→ Recorded data

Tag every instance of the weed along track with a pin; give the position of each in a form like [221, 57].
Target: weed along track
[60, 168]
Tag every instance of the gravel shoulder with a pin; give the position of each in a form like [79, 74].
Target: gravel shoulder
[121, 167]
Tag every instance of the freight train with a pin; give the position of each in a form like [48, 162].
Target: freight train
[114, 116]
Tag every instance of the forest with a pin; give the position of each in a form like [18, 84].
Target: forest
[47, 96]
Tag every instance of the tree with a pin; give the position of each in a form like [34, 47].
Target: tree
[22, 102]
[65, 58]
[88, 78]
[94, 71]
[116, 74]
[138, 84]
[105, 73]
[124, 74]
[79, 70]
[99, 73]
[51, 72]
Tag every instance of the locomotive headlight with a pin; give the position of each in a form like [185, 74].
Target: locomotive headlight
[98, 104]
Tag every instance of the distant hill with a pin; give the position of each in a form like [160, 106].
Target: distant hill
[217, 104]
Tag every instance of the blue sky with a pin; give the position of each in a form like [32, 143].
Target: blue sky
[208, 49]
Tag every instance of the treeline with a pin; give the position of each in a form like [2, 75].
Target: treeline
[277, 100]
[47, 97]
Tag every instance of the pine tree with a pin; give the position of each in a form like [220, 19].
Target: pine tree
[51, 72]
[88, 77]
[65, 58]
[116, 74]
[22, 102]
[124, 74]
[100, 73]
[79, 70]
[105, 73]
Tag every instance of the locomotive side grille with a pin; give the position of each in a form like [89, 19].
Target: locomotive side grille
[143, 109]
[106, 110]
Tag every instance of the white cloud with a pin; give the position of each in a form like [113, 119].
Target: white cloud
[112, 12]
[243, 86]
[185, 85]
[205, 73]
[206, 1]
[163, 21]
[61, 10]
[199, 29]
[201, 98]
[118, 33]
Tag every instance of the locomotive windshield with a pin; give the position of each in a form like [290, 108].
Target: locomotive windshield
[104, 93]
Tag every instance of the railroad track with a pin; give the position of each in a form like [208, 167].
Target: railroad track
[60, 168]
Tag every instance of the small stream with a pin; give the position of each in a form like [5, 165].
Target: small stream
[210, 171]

→ WHAT THE TASK ASKS
Update the listing above by replacing every occurrence of "with a pin" with "with a marker" and leaving all else unchanged.

→ COMPLETE RESPONSE
Tag every instance of the weed along track with a marker; give the position of each in a form like [221, 57].
Target: weed along track
[60, 168]
Tag every instance of the gravel shoulder with a marker; give the position of each in a form like [79, 74].
Target: gravel shoulder
[121, 167]
Tag every instance of the freight train with a marker; give the position of each in a form like [48, 162].
Target: freight train
[114, 116]
Tag every instance of the forest with a marker; give the position of each in a form like [18, 84].
Target: forest
[47, 96]
Tag every instance of the tree with a marker; give the position of each in a form like [34, 47].
Target: tree
[22, 102]
[65, 58]
[88, 78]
[94, 71]
[116, 74]
[138, 84]
[105, 73]
[124, 74]
[79, 70]
[99, 73]
[51, 72]
Tag every instance of the locomotive headlight with a marker; give the position of each in a form like [185, 74].
Target: locomotive headlight
[98, 104]
Tag every instance of the distant hill with a marker; give the position of each in a form like [160, 106].
Target: distant hill
[217, 104]
Tag every instance of the blue sky with a marker; give the position of each in a form like [32, 143].
Target: blue sky
[208, 49]
Tag every instance of the treeline with a marker; give the position of each in a form like [2, 75].
Target: treeline
[277, 100]
[47, 97]
Tag every instance of the pine tree with a marker; give the position of each in a form like [220, 19].
Target: pine tree
[51, 72]
[88, 77]
[65, 58]
[116, 74]
[22, 102]
[124, 74]
[100, 73]
[79, 70]
[105, 73]
Tag every instance of the locomotive side grille with a marker; give the position of each in a form like [89, 19].
Target: locomotive side grille
[143, 109]
[106, 110]
Tag every instance of the white cloud with a marker; give the position of each in a form like [113, 119].
Target: white cloud
[112, 12]
[243, 86]
[185, 85]
[205, 73]
[206, 1]
[163, 21]
[61, 10]
[199, 29]
[201, 98]
[118, 33]
Tag every instance of the locomotive windshield with a marker; give the position of each in a form like [290, 108].
Target: locomotive windshield
[104, 93]
Tag every instance of the railroad track with a marker; give the position of each in a form like [208, 167].
Target: railroad track
[60, 168]
Tag every instance of the small stream with a marker; give the position of each in a form like [5, 165].
Target: small stream
[210, 171]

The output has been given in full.